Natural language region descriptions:
# # # #
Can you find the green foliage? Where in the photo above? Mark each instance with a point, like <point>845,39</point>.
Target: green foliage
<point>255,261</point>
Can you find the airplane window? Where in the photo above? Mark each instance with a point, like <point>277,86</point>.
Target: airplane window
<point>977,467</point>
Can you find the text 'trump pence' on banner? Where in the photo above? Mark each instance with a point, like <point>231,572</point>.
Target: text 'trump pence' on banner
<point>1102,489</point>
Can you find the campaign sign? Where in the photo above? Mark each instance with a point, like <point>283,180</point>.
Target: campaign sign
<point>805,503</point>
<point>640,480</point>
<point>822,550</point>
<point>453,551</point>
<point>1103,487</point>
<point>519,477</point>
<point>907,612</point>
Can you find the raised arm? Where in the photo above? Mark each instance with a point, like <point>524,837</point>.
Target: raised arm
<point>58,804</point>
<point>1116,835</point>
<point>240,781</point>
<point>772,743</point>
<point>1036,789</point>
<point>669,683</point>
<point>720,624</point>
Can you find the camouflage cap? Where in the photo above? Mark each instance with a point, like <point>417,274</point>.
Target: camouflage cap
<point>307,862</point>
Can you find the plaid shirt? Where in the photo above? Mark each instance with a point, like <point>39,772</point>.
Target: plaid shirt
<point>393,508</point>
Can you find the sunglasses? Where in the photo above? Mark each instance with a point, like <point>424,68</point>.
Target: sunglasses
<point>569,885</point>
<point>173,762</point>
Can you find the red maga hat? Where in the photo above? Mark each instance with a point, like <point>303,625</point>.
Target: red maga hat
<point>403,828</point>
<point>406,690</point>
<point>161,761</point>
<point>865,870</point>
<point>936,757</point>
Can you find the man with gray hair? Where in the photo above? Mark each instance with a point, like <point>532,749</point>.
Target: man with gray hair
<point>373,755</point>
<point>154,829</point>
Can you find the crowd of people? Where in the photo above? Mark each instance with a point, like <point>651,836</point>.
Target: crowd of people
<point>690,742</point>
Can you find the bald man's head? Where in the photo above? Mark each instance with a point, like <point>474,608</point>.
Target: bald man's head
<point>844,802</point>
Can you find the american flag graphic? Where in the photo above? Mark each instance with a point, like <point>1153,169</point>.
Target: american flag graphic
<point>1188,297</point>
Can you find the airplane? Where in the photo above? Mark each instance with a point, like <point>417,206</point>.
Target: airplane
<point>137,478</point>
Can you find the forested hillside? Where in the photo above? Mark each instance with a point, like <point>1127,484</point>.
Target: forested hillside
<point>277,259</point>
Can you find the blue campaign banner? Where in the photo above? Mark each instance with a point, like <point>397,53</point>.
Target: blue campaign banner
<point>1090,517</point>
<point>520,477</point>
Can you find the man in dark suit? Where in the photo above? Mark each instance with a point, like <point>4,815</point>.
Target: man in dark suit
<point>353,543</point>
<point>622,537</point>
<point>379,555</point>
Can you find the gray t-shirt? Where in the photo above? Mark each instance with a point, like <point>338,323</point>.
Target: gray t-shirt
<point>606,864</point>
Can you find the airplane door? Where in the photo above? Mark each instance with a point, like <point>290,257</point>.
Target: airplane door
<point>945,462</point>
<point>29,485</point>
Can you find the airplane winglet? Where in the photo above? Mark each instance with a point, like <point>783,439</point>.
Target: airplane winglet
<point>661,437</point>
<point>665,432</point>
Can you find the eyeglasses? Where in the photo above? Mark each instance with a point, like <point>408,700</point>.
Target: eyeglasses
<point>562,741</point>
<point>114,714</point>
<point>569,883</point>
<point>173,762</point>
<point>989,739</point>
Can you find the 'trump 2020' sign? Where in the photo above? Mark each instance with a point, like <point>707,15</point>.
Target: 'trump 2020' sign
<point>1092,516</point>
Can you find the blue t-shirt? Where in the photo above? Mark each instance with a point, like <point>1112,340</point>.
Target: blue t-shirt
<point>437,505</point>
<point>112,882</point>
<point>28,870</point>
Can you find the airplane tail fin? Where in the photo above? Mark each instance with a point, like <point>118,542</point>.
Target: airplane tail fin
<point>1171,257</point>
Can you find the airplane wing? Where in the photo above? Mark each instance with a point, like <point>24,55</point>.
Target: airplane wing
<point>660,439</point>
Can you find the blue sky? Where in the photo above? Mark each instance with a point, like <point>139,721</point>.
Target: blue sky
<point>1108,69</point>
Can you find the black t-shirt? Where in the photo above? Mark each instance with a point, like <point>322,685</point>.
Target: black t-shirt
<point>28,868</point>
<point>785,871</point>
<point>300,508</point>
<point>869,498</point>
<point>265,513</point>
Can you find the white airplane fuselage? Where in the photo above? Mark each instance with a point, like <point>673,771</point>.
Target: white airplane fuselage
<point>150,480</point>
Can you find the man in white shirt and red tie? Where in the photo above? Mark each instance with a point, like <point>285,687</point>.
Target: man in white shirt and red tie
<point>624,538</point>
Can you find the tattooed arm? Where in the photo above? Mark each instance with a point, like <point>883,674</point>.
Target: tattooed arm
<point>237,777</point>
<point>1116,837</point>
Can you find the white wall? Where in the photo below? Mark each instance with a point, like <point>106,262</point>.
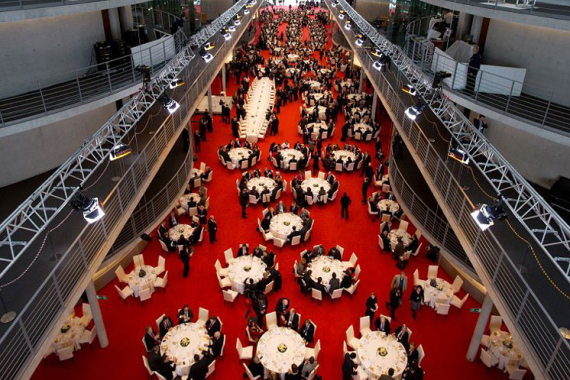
# # # #
_Your goal_
Repeat every record above exactly, but leave out any pictures.

_Your solution_
Can you find the green foliage? Where in the photo above? Mark each instance with a point, like <point>845,39</point>.
Target: green foliage
<point>255,261</point>
Can you find the airplane window? Where in the photo above? Mark each instance with a point, like <point>277,86</point>.
Target: airplane window
<point>977,467</point>
Can you find the text 'trump pence' on banner? Where in the photo above? Mark each instance with a point, like <point>231,572</point>.
Target: text 'trump pence' on banner
<point>1102,489</point>
Can you find the campaign sign? Where in the photo above? Mark each instance with a point, like <point>283,180</point>.
Target: campaign sign
<point>805,503</point>
<point>640,480</point>
<point>822,550</point>
<point>453,551</point>
<point>1103,487</point>
<point>519,477</point>
<point>907,612</point>
Can you find the raised arm? Where in the photo above? Mark each instance with a point, like <point>524,837</point>.
Target: raised arm
<point>58,804</point>
<point>1116,835</point>
<point>240,781</point>
<point>772,743</point>
<point>1036,789</point>
<point>669,683</point>
<point>720,624</point>
Can you find the camouflage cap? Where in the photo above? Mark each instance with a point, like <point>417,274</point>.
Target: camouflage cap
<point>307,862</point>
Can you find the plaid shirt? Where in the photo above? Mark each instance with a point, like <point>39,772</point>.
Target: plaid shirt
<point>393,508</point>
Can you find the sunglasses? Where in the photo above? Mark each instance with a point, like <point>424,68</point>.
Target: sunglasses
<point>569,885</point>
<point>173,762</point>
Can you find the red maga hat? Where in the photo above? Mark each instance with a point, like <point>303,625</point>.
Target: red maga hat
<point>403,828</point>
<point>406,690</point>
<point>161,761</point>
<point>865,870</point>
<point>936,757</point>
Can you find the man with gray hair? Where in the photo above? Mark each instance with a point, like <point>532,749</point>.
Target: man with gray hair
<point>373,755</point>
<point>154,829</point>
Can you find the crowd of people? Where in the photo above? Mark each instance with a point, like <point>651,836</point>.
Target: crowd of people
<point>690,742</point>
Can you find the bald man's head? Where in the photo above? Mark each instance with a point, like <point>474,608</point>.
Target: bald man's head
<point>844,802</point>
Can you find the american flag graphic? Where in the photo above? Mark each instance with a point, like <point>1153,169</point>.
Target: american flag graphic
<point>1188,297</point>
Can you find the airplane? Where in the photo above? Mark each instance with a point, like <point>417,206</point>.
Target: airplane
<point>137,478</point>
Can you find the forested hillside? Where in the photo above? Mark each instance with a point, like <point>1127,484</point>.
Target: forested hillside
<point>277,259</point>
Can you find the blue campaign banner? Where in the photo above? Mark each instance with a point, like <point>397,53</point>.
Target: blue campaign banner
<point>1090,517</point>
<point>520,477</point>
Can you find the man in dark suit? Where in the photo above? Mark each instance with a point, like <point>4,815</point>.
Target: man in dark suit
<point>353,543</point>
<point>622,537</point>
<point>379,555</point>
Can you find the gray t-shirt? Where in the photo above? Mark each instance with a point, like <point>338,323</point>.
Target: gray t-shirt
<point>606,864</point>
Can you find the airplane door? Where in the photo above? Mark each instance with a point, like <point>290,257</point>.
Target: airplane door
<point>945,462</point>
<point>29,485</point>
Can you find the airplane winglet? Where in the photo above? Mark each instance with a point, like <point>783,439</point>.
Target: airplane winglet
<point>661,437</point>
<point>665,432</point>
Can you find the eyeglasses? Where in the photo above? Mark each instance with a point, like <point>408,700</point>.
Target: eyeglasses
<point>562,741</point>
<point>114,714</point>
<point>569,883</point>
<point>173,762</point>
<point>989,739</point>
Can you find the 'trump 2020' sign? Where in the photo above? Mark each instance with a point, like <point>707,15</point>.
Target: 'trump 2020' sign
<point>1092,516</point>
Can you find the blue t-shirt? Where in the photo above? Mark each instance with a point, like <point>1112,340</point>.
Target: blue t-shirt
<point>437,505</point>
<point>112,882</point>
<point>28,870</point>
Can you find the airplane tail fin? Where in the photo above? Mark each instance with a point, like <point>118,542</point>.
Target: airplane tail fin
<point>1171,257</point>
Can you find the airplane wing? Where in the photo above? Mark each instance with a point, like <point>24,55</point>.
Target: airplane wing
<point>660,439</point>
Can you find the blue sky? Where in the photo above? Mark each instance with a point, like <point>139,721</point>.
Target: blue sky
<point>1108,69</point>
Can you find the black t-shirt? Where in the photo above? Mark each instance with a point, like <point>322,685</point>.
Target: black t-shirt
<point>28,868</point>
<point>785,871</point>
<point>300,508</point>
<point>869,498</point>
<point>265,513</point>
Can you find the white airplane fuselage? Where in the photo above? Mark each instance with a point, like <point>673,771</point>.
Target: white airplane fuselage
<point>150,480</point>
Can you find the man in white shirt and red tie? Where in the photo above? Mark each instance with a point, like <point>285,687</point>.
Target: man in white shirt and red tie
<point>624,538</point>
Can you find the tattooed arm? Where in the photo above? Mark each instance with a point, like <point>883,674</point>.
Target: tattooed arm
<point>237,777</point>
<point>1116,837</point>
Can you find the white wall? Where in the photo below? Mark each instance with a point, like <point>106,262</point>.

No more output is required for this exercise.